Task brief:
Let the line containing "The call MUST return, for every instance of the jagged" serve as the first line of the answer and the final line of the entries as its last, with every line between copied exactly.

Data supplied:
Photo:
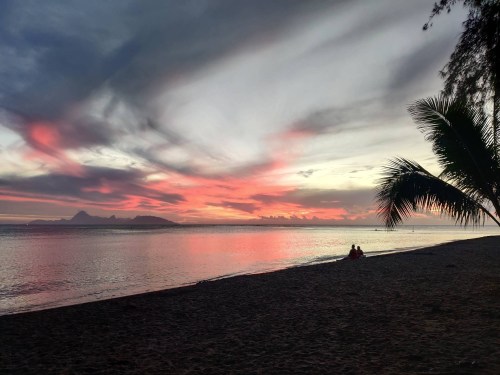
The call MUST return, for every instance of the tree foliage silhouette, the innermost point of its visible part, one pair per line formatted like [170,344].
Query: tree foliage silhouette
[467,189]
[474,67]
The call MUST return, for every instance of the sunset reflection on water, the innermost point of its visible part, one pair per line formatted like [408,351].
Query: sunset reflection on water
[47,267]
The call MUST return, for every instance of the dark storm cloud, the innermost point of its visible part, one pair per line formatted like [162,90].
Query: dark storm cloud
[57,54]
[88,186]
[421,63]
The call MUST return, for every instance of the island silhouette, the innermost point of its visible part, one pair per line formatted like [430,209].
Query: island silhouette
[83,218]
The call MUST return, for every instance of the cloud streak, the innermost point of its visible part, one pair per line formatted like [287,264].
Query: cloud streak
[211,109]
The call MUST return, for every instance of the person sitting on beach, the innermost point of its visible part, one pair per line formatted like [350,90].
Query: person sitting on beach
[352,253]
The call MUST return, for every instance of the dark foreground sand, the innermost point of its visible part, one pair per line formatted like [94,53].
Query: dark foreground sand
[431,311]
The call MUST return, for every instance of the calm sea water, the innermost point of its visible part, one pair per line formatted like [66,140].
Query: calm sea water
[44,267]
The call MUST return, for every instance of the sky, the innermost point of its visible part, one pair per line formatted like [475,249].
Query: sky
[213,111]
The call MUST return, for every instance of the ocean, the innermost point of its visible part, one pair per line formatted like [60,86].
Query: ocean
[46,267]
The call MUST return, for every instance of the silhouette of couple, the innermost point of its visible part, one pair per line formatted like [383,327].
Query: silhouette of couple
[355,253]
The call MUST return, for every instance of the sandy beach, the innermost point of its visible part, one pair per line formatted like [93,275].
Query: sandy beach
[429,311]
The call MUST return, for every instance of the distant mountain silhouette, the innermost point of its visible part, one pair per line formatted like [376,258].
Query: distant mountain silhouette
[83,218]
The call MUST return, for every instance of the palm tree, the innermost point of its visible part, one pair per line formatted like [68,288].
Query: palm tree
[467,189]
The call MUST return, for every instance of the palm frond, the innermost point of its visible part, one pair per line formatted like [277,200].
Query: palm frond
[462,140]
[406,187]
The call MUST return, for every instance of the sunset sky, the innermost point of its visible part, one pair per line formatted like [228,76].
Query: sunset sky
[212,111]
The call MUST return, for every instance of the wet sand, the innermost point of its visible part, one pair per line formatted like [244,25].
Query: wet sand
[430,311]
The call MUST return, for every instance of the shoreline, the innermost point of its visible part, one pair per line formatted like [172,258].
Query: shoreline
[141,290]
[431,310]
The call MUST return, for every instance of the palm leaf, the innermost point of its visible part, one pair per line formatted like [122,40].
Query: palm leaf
[407,187]
[462,140]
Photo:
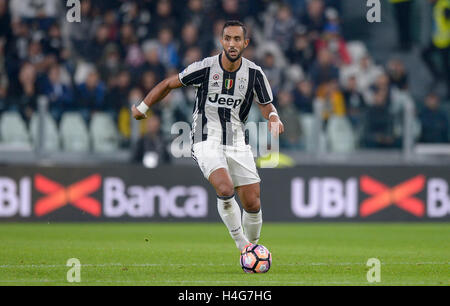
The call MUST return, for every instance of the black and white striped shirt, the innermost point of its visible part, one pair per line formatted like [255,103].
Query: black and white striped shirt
[223,99]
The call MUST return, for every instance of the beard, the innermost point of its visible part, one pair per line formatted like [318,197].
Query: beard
[231,59]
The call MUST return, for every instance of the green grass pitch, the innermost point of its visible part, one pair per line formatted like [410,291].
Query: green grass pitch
[204,254]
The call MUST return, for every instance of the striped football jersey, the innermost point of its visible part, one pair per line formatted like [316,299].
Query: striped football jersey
[223,99]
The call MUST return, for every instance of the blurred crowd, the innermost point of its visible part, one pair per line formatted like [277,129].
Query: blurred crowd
[121,49]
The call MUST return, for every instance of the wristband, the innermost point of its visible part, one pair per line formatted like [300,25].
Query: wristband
[143,108]
[273,114]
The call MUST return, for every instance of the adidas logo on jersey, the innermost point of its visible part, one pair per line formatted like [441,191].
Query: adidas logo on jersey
[229,101]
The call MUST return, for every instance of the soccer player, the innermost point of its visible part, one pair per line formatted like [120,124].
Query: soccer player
[226,86]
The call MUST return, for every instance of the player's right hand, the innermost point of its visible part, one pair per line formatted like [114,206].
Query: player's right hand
[137,114]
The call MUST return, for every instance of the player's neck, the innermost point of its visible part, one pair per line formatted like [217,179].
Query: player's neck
[228,65]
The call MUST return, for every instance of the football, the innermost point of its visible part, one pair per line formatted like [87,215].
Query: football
[256,259]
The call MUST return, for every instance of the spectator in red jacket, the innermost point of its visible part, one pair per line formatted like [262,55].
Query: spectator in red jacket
[332,40]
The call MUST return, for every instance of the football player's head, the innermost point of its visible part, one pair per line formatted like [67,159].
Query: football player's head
[234,39]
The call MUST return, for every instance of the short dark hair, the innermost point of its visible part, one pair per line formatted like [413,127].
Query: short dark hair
[235,23]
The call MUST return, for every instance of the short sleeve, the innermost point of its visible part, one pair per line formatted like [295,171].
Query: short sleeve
[263,92]
[194,74]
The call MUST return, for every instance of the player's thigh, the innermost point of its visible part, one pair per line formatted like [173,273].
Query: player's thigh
[241,165]
[212,162]
[250,197]
[220,179]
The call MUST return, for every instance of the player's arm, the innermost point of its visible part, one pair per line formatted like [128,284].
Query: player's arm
[155,95]
[270,113]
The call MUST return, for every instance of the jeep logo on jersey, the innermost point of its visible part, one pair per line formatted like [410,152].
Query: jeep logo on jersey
[228,84]
[222,100]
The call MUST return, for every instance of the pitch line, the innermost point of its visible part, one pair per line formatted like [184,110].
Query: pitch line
[174,282]
[214,264]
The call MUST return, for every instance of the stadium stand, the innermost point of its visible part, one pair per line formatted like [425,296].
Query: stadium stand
[123,47]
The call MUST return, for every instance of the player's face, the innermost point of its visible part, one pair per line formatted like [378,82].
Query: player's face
[233,42]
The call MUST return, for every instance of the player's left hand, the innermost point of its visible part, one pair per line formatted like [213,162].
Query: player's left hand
[276,127]
[137,114]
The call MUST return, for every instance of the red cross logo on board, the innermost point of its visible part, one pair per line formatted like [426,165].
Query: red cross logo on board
[384,196]
[59,196]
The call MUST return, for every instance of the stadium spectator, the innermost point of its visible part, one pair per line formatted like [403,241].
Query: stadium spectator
[195,14]
[354,101]
[333,42]
[118,94]
[314,18]
[24,93]
[152,60]
[281,28]
[231,10]
[110,64]
[379,124]
[273,72]
[189,38]
[167,49]
[5,21]
[324,69]
[397,73]
[434,121]
[94,50]
[304,96]
[332,98]
[301,50]
[291,120]
[91,95]
[440,44]
[151,149]
[164,18]
[403,17]
[59,94]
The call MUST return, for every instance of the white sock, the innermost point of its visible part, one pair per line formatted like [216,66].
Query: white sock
[230,212]
[252,223]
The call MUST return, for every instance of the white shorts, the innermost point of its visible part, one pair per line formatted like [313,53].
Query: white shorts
[238,161]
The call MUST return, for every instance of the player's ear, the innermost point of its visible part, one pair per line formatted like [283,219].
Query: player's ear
[246,42]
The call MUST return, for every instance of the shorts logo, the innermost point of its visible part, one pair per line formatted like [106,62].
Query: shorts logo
[75,194]
[228,83]
[400,195]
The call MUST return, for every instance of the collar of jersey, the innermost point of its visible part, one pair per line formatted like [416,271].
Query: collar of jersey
[229,72]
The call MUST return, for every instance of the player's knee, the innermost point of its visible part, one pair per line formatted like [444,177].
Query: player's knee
[253,204]
[225,190]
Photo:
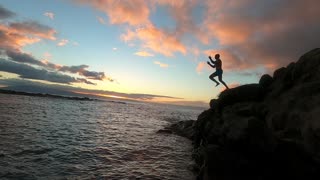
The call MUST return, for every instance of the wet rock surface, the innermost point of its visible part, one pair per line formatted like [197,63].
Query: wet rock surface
[268,130]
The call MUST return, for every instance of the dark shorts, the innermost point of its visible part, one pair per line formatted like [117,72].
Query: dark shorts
[218,72]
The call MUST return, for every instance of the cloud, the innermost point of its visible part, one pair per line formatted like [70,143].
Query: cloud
[252,33]
[29,72]
[22,85]
[15,35]
[101,20]
[5,13]
[269,33]
[162,65]
[143,54]
[202,66]
[33,28]
[81,70]
[63,42]
[49,15]
[133,12]
[155,40]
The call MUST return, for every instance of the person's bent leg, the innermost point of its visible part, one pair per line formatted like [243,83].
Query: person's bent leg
[212,78]
[220,79]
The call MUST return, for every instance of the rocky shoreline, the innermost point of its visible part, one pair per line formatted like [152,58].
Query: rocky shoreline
[269,130]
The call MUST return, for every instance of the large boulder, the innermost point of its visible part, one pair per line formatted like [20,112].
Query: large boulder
[269,130]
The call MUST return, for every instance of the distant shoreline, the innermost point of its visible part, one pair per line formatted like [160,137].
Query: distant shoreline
[2,91]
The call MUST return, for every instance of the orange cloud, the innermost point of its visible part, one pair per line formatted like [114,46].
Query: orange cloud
[156,40]
[63,42]
[133,12]
[162,65]
[34,29]
[202,66]
[49,14]
[143,54]
[101,20]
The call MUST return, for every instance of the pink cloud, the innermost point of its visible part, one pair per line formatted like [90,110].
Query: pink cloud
[133,12]
[101,20]
[162,65]
[33,28]
[156,40]
[49,15]
[202,66]
[63,42]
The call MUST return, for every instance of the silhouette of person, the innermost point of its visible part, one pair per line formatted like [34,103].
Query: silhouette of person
[218,65]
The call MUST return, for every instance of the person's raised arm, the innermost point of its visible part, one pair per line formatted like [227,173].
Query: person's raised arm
[213,66]
[213,62]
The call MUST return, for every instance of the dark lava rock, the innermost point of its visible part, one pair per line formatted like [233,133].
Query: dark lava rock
[269,130]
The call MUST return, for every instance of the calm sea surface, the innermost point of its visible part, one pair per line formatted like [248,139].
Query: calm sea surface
[46,138]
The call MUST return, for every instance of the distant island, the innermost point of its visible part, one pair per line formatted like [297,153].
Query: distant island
[46,95]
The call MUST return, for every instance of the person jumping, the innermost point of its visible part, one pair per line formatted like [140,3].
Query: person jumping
[218,65]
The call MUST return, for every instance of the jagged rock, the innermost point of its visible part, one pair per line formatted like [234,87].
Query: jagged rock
[269,130]
[265,81]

Answer below:
The call MUST return, for every instance of the jagged rock, the innermost point of its visible part, one pair per line formatted like [234,87].
Query: jagged rock
[269,130]
[265,81]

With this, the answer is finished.